### Problem
Reproduce the rows from the start through the line containing "box: [991, 895, 1235, 949]", swapping "positive clicks" for "foreground clicks" and keeping everything else unchanged. Leave the pictures out.

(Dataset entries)
[Start of section]
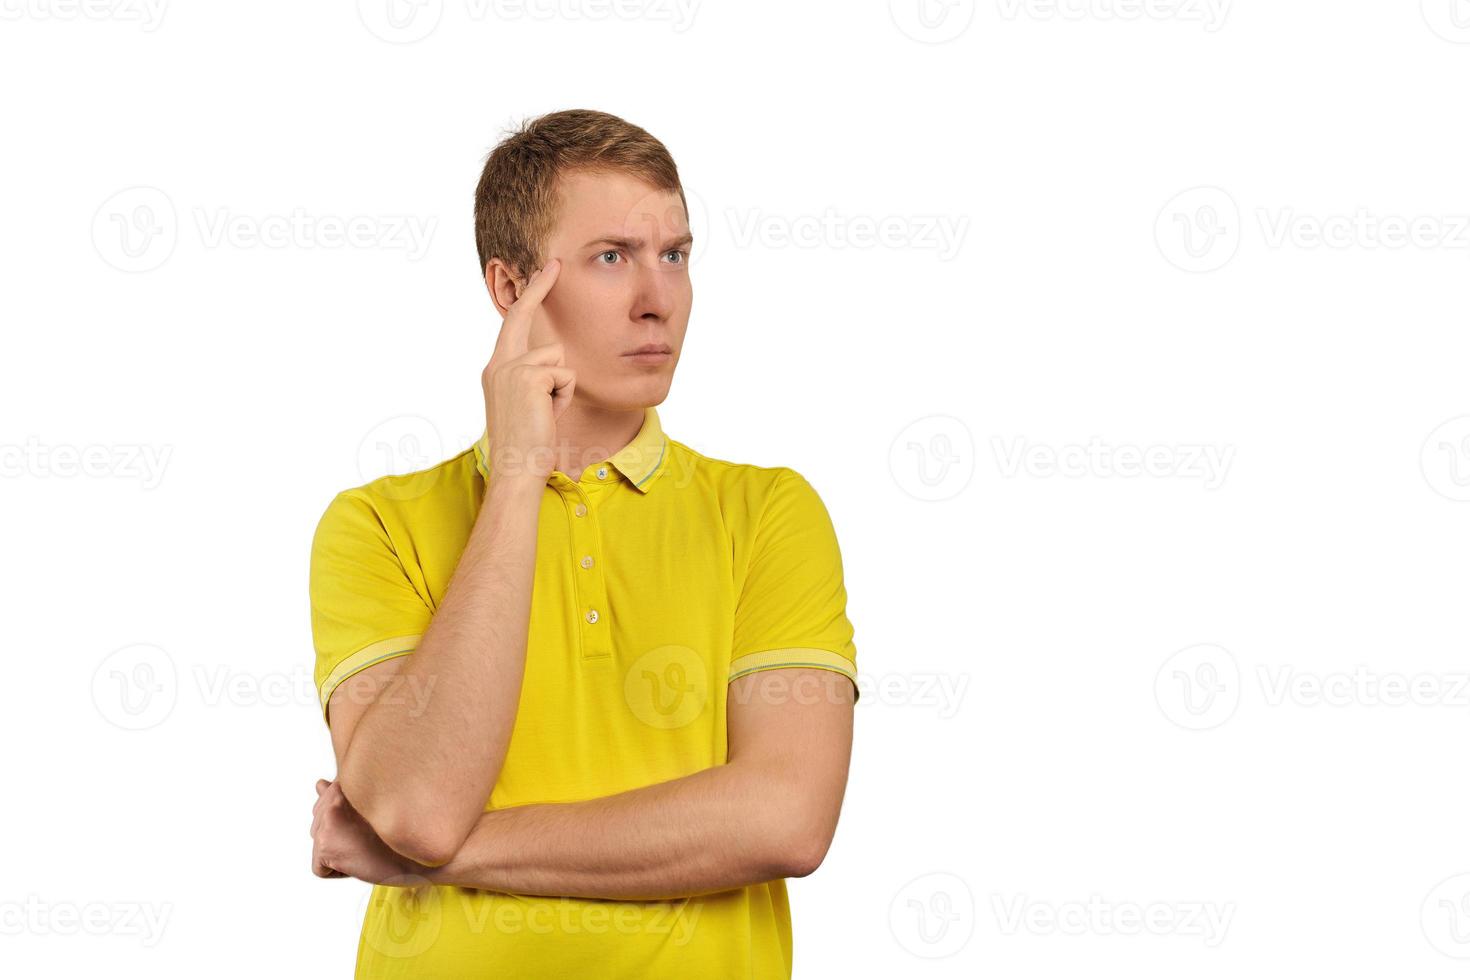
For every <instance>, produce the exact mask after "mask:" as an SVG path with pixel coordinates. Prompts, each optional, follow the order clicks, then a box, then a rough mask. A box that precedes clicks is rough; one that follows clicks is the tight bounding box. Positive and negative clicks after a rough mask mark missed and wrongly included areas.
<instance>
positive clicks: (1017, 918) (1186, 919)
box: [991, 895, 1235, 949]
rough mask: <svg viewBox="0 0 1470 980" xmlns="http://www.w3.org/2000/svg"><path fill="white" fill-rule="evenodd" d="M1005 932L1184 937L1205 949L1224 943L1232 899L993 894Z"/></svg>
mask: <svg viewBox="0 0 1470 980" xmlns="http://www.w3.org/2000/svg"><path fill="white" fill-rule="evenodd" d="M991 911H992V912H994V915H995V923H997V926H998V929H1000V933H1001V934H1003V936H1014V934H1016V933H1020V932H1026V933H1030V934H1033V936H1141V934H1145V933H1147V934H1150V936H1183V937H1186V939H1200V940H1201V942H1204V945H1205V946H1208V948H1211V949H1213V948H1216V946H1219V945H1220V943H1223V942H1225V937H1226V933H1227V932H1229V930H1230V921H1232V920H1233V918H1235V902H1225V904H1220V902H1192V901H1191V902H1113V901H1108V899H1104V898H1103V896H1101V895H1091V896H1088V899H1086V901H1085V902H1080V901H1073V902H1039V901H1032V899H1029V898H1028V896H1025V895H1014V896H1010V898H1005V896H1001V895H992V896H991Z"/></svg>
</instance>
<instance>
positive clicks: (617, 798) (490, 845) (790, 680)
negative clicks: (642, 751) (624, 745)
mask: <svg viewBox="0 0 1470 980" xmlns="http://www.w3.org/2000/svg"><path fill="white" fill-rule="evenodd" d="M394 663H395V661H388V663H385V664H379V666H378V667H373V669H369V671H363V673H370V671H381V674H379V677H378V679H373V680H369V682H368V683H373V682H376V683H382V685H387V683H388V682H390V680H391V674H390V670H391V667H392V664H394ZM334 702H335V696H334ZM726 717H728V745H729V761H728V763H726V764H723V765H716V767H713V768H707V770H703V771H698V773H692V774H689V776H685V777H681V779H675V780H669V782H664V783H656V785H653V786H644V788H639V789H634V790H629V792H623V793H616V795H613V796H604V798H600V799H589V801H579V802H569V804H535V805H528V807H510V808H504V810H492V811H488V813H482V814H481V815H479V817H478V818H476V820H475V823H473V827H472V829H470V832H469V835H467V837H465V840H463V843H462V845H460V846H459V848H457V849H456V852H454V854H453V857H450V858H448V860H445V861H444V862H442V864H438V862H432V864H425V862H419V861H415V860H412V858H407V857H403V855H400V854H397V852H395V851H394V849H392V848H390V846H388V845H387V843H384V840H382V839H381V837H379V836H378V835H376V832H375V830H373V827H372V826H370V824H369V823H368V821H366V820H365V818H363V817H362V815H360V814H359V813H357V811H356V810H354V808H353V805H351V804H350V802H348V801H347V798H345V796H344V795H343V792H341V788H340V785H338V783H335V782H334V783H326V782H325V780H323V782H319V783H318V793H319V798H318V804H316V811H315V814H313V824H312V836H313V840H315V843H316V846H315V854H313V870H315V871H316V873H318V874H320V876H323V877H341V876H350V877H359V879H363V880H368V882H385V883H410V882H422V880H428V882H432V883H438V884H457V886H462V887H475V889H487V890H497V892H513V893H520V895H567V896H579V898H601V899H645V901H653V899H664V898H682V896H692V895H706V893H713V892H722V890H728V889H734V887H742V886H745V884H753V883H757V882H769V880H773V879H778V877H800V876H806V874H810V873H811V871H813V870H816V867H817V865H819V864H820V862H822V860H823V857H825V855H826V851H828V846H829V845H831V842H832V835H833V832H835V829H836V820H838V813H839V810H841V804H842V795H844V790H845V786H847V771H848V760H850V755H851V742H853V685H851V682H850V680H848V679H847V677H844V676H842V674H838V673H835V671H831V670H816V669H795V667H786V669H776V670H766V671H759V673H754V674H747V676H744V677H741V679H738V680H735V682H734V683H731V685H729V691H728V710H726Z"/></svg>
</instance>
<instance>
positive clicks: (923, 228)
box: [725, 207, 970, 262]
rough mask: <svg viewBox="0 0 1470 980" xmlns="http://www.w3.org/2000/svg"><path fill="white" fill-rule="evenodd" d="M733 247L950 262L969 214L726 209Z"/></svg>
mask: <svg viewBox="0 0 1470 980" xmlns="http://www.w3.org/2000/svg"><path fill="white" fill-rule="evenodd" d="M725 217H726V222H728V223H729V231H731V239H732V241H734V242H735V247H736V248H750V247H751V245H756V244H759V245H761V247H763V248H791V247H794V248H832V250H842V248H863V250H866V248H889V250H895V251H900V250H903V251H908V250H913V251H932V253H935V254H936V256H938V257H939V262H950V260H951V259H954V257H956V256H957V254H958V253H960V248H963V245H964V235H966V232H969V229H970V217H969V215H883V216H881V217H875V216H872V215H842V213H839V212H838V210H836V209H833V207H828V209H825V210H823V212H822V215H797V216H791V215H772V213H767V212H763V210H761V209H759V207H748V209H744V210H741V209H734V207H731V209H726V212H725Z"/></svg>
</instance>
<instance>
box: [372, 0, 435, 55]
[End of section]
### Response to the task
For every <instance>, produce the exact mask after "mask:" as an SVG path with pixel coordinates. Prompts, each optional, follow the order clicks, then a box, then a rough mask. A box that precedes clicks is rough; one that follows clicks is the tight bounding box. Positive and negative clicks after a rough mask mark missed and wrongly included areas.
<instance>
foreground clicks: (1017, 918) (1186, 919)
box: [991, 895, 1235, 949]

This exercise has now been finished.